• [Task] Starting at the line that contains "Target: green stem" and ending at the line that contains "[(515, 463)]", set down those lines of the data below exactly, including both end lines and nothing else.

• [Record excerpts]
════════════════════
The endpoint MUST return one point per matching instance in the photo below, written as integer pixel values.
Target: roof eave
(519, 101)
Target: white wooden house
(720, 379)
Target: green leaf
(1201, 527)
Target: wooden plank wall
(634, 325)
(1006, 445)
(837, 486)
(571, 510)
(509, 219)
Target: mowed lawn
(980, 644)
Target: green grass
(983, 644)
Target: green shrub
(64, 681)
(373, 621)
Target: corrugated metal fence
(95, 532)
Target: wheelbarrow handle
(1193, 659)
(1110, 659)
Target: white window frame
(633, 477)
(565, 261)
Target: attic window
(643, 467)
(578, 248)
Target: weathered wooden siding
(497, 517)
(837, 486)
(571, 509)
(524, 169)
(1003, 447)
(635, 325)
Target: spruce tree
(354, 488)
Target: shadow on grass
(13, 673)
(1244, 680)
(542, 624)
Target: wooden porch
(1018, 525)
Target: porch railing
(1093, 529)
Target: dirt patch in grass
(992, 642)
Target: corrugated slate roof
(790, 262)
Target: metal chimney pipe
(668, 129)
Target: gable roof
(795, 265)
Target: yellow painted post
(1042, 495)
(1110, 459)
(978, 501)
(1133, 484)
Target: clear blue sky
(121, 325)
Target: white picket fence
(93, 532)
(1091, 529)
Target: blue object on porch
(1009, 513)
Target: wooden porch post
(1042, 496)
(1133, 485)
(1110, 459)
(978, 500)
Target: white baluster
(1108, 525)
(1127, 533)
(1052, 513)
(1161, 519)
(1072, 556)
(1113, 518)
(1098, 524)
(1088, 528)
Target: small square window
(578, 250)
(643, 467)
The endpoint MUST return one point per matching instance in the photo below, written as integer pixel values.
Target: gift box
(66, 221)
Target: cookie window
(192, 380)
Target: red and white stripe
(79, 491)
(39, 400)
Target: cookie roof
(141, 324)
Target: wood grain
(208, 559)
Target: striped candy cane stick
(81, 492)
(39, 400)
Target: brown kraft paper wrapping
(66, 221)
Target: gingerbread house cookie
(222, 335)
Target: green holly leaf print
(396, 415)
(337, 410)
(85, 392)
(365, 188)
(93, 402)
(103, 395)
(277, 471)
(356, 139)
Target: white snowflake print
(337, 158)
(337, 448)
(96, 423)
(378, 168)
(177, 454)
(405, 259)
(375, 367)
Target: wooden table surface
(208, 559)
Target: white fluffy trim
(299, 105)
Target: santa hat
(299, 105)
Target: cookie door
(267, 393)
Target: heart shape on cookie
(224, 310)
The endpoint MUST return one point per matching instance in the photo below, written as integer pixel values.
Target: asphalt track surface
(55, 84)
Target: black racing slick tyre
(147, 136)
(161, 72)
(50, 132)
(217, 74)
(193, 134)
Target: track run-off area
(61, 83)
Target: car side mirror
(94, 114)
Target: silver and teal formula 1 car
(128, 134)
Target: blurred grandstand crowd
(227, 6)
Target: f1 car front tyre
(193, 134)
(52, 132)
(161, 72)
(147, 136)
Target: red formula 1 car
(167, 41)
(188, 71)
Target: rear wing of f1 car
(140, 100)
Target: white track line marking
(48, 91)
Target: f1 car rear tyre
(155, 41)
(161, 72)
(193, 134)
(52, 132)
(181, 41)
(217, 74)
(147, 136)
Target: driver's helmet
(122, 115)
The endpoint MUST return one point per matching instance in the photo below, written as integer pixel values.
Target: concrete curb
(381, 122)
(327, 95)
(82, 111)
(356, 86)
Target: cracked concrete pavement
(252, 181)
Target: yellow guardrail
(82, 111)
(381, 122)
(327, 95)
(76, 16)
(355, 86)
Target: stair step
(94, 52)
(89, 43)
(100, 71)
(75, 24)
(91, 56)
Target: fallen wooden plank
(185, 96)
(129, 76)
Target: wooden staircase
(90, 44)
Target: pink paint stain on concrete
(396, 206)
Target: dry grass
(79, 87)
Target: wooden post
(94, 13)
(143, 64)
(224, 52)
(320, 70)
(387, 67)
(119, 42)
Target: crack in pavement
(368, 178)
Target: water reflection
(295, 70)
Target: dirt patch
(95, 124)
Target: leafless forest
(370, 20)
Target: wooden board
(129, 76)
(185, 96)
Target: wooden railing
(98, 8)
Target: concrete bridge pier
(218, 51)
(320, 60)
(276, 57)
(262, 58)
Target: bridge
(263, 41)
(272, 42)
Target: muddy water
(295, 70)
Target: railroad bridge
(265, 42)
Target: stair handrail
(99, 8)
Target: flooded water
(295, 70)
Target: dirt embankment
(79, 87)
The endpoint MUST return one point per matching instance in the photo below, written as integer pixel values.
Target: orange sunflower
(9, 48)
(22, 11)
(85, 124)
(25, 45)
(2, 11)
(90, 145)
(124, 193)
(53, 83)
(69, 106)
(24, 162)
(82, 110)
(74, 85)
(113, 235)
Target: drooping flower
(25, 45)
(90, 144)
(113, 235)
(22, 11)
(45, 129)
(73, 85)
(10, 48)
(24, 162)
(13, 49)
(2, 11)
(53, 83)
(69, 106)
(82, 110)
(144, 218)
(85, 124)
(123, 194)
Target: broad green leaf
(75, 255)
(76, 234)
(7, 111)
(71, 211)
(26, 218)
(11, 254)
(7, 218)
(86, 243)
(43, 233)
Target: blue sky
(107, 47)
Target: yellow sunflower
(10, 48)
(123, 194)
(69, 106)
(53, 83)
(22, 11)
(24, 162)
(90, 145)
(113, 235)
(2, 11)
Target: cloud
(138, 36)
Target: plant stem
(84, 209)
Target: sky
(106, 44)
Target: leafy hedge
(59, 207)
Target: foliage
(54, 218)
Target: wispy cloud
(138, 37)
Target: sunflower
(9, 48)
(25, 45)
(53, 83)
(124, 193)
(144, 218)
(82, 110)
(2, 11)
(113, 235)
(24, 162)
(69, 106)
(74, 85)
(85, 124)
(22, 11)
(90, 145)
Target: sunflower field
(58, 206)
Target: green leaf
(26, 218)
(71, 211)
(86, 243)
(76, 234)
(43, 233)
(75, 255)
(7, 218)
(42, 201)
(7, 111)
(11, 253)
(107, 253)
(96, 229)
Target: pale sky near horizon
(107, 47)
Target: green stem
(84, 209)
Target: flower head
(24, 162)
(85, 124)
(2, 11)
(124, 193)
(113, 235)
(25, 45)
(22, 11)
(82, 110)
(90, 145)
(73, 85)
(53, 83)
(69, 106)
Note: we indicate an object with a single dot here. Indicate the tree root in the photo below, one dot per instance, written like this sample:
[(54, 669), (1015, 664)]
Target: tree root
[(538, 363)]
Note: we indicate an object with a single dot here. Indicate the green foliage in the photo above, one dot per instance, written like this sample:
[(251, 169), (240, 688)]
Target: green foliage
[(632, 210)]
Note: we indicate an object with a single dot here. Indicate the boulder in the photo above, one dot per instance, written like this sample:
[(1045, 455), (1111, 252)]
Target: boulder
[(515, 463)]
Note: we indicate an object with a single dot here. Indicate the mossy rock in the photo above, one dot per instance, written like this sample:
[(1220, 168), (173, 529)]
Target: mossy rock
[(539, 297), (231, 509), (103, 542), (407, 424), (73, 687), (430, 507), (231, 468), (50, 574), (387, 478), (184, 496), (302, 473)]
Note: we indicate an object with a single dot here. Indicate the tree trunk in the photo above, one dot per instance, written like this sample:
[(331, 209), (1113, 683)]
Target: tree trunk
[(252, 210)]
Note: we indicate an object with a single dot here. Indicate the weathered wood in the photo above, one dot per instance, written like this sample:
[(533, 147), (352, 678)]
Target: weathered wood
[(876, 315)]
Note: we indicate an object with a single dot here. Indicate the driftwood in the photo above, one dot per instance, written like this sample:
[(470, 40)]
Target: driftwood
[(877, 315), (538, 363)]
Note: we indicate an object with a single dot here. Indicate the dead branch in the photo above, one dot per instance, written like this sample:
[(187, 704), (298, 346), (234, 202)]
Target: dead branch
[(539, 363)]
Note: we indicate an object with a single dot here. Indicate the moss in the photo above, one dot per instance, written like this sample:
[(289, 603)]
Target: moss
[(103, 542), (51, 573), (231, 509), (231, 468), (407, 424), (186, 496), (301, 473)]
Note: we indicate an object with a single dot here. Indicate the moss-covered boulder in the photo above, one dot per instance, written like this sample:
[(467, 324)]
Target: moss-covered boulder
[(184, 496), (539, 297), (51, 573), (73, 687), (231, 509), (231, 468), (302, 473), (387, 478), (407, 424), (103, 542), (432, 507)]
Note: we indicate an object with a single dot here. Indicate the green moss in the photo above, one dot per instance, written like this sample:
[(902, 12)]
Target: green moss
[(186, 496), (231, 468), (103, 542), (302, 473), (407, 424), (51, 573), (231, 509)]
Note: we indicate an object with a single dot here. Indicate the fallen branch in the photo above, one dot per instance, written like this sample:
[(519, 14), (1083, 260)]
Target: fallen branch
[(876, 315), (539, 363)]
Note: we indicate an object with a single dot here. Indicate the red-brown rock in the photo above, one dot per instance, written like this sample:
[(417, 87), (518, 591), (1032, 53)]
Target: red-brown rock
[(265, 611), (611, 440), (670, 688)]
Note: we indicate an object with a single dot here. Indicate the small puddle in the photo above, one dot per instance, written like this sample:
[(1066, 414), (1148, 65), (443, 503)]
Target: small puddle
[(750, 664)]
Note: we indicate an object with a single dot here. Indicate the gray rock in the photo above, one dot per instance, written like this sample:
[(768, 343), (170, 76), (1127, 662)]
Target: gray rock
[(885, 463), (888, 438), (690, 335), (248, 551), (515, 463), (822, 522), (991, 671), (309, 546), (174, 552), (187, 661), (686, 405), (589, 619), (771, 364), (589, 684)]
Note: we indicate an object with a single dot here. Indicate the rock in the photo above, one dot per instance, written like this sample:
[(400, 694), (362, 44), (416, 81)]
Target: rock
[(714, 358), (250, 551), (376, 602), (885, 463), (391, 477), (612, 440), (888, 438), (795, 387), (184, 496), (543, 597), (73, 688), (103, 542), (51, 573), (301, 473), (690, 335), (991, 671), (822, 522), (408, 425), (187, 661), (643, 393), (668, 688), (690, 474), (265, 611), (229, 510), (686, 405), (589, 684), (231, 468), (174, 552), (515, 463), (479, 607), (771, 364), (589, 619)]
════════════════════
• [Solution to this exercise]
Target: green stem
(84, 209)
Target: flower head
(24, 162)
(85, 124)
(2, 11)
(124, 193)
(113, 235)
(25, 45)
(22, 11)
(82, 110)
(90, 145)
(73, 85)
(53, 83)
(69, 106)
Note: we indicate an object with a single dot here. Indicate the tree root in the photo below, one dot per instance, written like this sample:
[(54, 669), (1015, 664)]
Target: tree root
[(538, 363)]
Note: we indicate an object with a single dot here. Indicate the green foliage in the photo above, one dot per instance, written like this sample:
[(251, 169), (240, 688)]
Target: green foliage
[(632, 210)]
Note: we indicate an object with a single dot here. Indicate the boulder in the photo above, one dot per instance, written like this sample:
[(1045, 455), (1111, 252)]
Target: boulder
[(515, 463)]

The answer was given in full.